Prosegui, per favore, il testo sui vaccini e il long Covid, non le voci, partendo subito dopo l'ultima frase riportata.

* [Testo estratto]
- - - - - - -
Le vaccinazioni contro Covid-19 sono iniziate il 13 dicembre 2020 e l’efficacia dei vaccini nel ridurre tasso di infezione e trasmissione, malattia grave e complicazioni fatali è stata dimostrata sul campo, oltre che in laboratorio. Ma se ai vaccini sia possibile attribuire una simile efficacia anche per quanto riguarda il rischio di ridurre l’instaurarsi di long Covid rimane ancora una questione aperta. I dati preliminari di alcune ricerche suggeriscono che i sintomi tipici del long Covid si manifestano meno di frequente nelle persone che al momento di essere contagiate erano già vaccinate e che i vaccini anti Covid-19 proteggono dal rischio di long Covid o ne migliorano i sintomi anche se l’infezione è avvenuta prima della vaccinazione. Ma, stando ai risultati di altre ricerche, potrebbe essere difficile definire fin da ora la relazione tra vaccini e long Covid. Cerchiamo di fare chiarezza.
Dottore, posso soffrire sintomi di long Covid anche se sono vaccinato?
Fra le ricerche citate più spesso da chi sostiene che i vaccini diminuiscono il rischio di long Covid c’è uno studio internazionale che ha analizzato il decorso di Covid-19 tra vaccinati e non vaccinati al momento dell’infezione. L’obiettivo dei ricercatori era identificare gli eventuali fattori che diminuivano (o aumentavano) il rischio di infettarsi dopo la vaccinazione e definire le caratteristiche della malattia insorta in queste condizioni. Riguardo la durata dei sintomi a più di 28 giorni dall’infezione è emerso che la probabilità di soffrire di long Covid si dimezzava, rispetto ai positivi non vaccinati, dopo aver ricevuto la seconda dose di un vaccino contro Covid-19. “Questo risultato”, si legge nell’articolo di Michela Antonelli e colleghi del King’s College di Londra, pubblicato su Lancet Infectious Disease, “suggerisce che il rischio di long Covid sia ridotto in quei soggetti che hanno ricevuto la doppia vaccinazione, anche considerato il rischio ridotto, già comprovato, di infezione” [1].
- - - - - - -
* [Voci archiviate]
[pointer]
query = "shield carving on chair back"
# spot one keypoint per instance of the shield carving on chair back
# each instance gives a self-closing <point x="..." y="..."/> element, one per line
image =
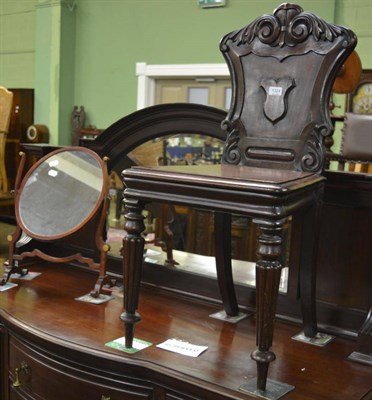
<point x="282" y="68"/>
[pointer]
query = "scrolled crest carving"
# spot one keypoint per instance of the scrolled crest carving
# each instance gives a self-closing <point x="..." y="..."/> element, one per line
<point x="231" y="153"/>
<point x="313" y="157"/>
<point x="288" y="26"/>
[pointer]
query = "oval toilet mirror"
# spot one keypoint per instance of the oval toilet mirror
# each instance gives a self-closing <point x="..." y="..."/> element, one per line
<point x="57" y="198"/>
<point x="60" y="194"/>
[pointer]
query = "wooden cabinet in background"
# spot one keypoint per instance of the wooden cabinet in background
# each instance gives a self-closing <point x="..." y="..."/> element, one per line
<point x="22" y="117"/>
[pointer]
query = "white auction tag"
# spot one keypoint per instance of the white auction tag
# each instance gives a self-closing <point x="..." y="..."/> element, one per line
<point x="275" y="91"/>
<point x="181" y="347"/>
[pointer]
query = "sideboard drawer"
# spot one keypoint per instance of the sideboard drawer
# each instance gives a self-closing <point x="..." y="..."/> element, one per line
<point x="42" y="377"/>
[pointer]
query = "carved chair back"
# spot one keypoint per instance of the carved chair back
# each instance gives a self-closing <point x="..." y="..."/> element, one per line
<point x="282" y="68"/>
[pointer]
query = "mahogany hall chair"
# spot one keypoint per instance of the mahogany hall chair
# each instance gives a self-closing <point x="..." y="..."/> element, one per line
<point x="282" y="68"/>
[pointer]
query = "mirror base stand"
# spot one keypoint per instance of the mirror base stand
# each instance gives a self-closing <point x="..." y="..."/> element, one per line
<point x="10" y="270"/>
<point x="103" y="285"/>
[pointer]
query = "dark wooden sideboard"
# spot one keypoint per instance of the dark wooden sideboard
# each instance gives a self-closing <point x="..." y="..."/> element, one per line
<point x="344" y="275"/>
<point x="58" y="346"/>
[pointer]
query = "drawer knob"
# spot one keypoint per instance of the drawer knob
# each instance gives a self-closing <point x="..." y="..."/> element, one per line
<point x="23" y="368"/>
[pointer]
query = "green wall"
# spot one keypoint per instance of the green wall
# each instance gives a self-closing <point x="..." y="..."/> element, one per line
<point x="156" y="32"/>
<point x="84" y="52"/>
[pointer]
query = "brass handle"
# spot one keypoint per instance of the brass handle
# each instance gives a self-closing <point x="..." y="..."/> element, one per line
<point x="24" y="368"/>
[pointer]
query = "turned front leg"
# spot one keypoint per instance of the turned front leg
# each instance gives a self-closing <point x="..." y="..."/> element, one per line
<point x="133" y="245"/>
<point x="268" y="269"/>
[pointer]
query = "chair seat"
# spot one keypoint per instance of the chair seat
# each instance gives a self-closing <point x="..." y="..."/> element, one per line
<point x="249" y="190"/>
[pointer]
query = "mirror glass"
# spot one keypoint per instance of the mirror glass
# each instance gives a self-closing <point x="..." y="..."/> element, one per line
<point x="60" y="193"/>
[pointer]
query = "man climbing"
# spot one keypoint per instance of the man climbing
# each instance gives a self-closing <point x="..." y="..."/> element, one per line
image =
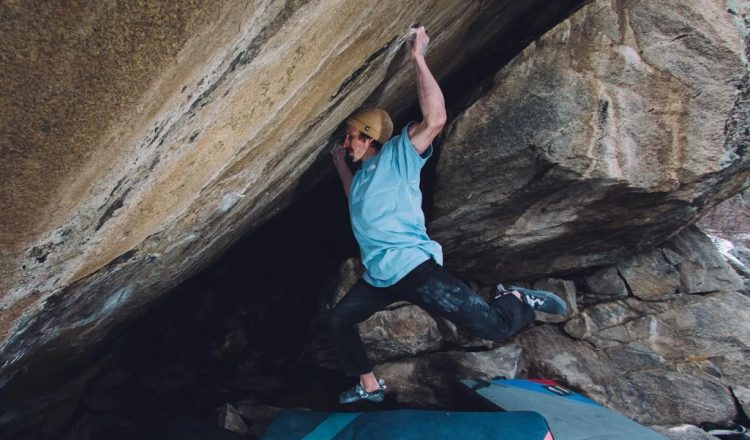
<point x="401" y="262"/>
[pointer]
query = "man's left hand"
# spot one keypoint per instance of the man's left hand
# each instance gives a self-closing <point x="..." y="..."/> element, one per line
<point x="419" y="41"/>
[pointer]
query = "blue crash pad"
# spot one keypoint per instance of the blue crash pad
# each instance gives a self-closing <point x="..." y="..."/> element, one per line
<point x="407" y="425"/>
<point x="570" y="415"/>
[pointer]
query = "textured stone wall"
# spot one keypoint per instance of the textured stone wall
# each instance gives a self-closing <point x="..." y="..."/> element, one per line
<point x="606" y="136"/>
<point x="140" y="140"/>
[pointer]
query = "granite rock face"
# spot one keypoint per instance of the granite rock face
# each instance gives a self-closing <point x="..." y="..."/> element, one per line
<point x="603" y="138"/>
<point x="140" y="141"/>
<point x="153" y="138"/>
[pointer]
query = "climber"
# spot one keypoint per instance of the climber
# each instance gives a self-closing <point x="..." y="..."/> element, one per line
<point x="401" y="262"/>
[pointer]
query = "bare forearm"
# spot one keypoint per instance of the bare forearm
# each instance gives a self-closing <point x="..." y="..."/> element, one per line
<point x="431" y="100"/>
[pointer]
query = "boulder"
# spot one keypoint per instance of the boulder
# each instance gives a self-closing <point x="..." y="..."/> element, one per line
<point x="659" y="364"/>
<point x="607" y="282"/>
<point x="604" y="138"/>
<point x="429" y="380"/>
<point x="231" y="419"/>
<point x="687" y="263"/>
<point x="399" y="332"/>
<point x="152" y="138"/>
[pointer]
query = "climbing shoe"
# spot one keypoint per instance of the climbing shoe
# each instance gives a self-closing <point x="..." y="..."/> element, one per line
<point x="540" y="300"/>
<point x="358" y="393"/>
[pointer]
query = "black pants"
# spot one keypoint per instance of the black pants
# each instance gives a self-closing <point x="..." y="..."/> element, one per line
- - - - - - -
* [Risposta al compito]
È corretto dire che vaccinarsi diminuisce il rischio di long Covid?
“I dati che abbiamo a disposizione supportano un’efficacia del vaccino sul rischio di ammalarsi di long Covid” risponde a Dottore ma è vero che Alessandro Bartoloni, professore ordinario di malattie infettive presso il Dipartimento di Medicina sperimentale e clinica dell’università di Firenze. “Non possiamo sostenere che la vaccinazione annulli questo rischio, ma dai risultati dello studio inglese sembra emergere in maniera significativa il fatto che il vaccino riduca sensibilmente la percentuale di persone che sviluppa long Covid”. Vaccinarsi, inoltre, riduce in generale le probabilità di infettarsi e, in particolar modo, il rischio di contrarre la malattia in forma grave. “Il long Covid è molto più evidente nelle persone che hanno avuto forme complicate della malattia, quindi, se il vaccino riesce a ridurre in maniera significativa le forme che portano all’ospedalizzazione, e su questo non abbiamo dubbi, è comprensibile che riduca anche la frequenza del long Covid”, prosegue Bartoloni. “In questo momento la risposta migliore che possiamo dare, dal punto di vista preventivo, rimane la vaccinazione”.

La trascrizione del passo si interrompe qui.